-- BEGIN Input data --

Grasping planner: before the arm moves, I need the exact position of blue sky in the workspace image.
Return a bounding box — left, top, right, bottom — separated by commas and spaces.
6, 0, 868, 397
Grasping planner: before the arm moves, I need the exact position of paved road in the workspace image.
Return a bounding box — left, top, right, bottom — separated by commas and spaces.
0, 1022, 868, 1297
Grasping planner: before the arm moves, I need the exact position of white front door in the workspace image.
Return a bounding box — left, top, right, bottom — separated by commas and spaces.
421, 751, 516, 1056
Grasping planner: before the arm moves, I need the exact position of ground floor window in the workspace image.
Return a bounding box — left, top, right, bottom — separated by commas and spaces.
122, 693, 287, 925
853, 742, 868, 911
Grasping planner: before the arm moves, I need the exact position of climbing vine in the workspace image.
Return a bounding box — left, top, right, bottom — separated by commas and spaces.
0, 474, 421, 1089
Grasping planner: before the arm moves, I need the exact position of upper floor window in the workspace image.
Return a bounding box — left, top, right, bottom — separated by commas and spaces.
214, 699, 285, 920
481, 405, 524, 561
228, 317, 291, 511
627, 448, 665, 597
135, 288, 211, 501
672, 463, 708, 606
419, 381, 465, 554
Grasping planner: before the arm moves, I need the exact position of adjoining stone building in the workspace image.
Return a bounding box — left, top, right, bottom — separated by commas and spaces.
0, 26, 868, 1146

-- END Input data --
-- BEGIN Input data --

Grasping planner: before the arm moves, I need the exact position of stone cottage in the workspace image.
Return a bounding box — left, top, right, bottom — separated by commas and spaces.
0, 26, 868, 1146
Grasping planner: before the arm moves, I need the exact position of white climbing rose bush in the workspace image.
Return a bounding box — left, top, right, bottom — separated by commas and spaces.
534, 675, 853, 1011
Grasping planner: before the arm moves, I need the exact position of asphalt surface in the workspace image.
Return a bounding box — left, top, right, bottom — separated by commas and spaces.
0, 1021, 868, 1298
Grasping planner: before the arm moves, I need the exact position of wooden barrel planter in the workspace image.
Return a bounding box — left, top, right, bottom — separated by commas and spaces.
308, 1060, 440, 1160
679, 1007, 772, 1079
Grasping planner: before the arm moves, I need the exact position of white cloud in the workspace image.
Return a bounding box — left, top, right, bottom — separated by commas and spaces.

-- END Input data --

▶ _Task statement_: Can you write out the listing again, starting with the line containing "surface in the workspace image." and going on through the line containing "0, 1021, 868, 1298", requests included, with each bounding-box coordinate in the answers shifted up by 47? Return those lines alone.

▶ _Expected output_:
Grasping planner: before the arm moves, I need the exact position of asphalt surface in the workspace image.
Return a bounding box — left, top, right, bottom — separated by commas and spaces.
47, 1068, 915, 1345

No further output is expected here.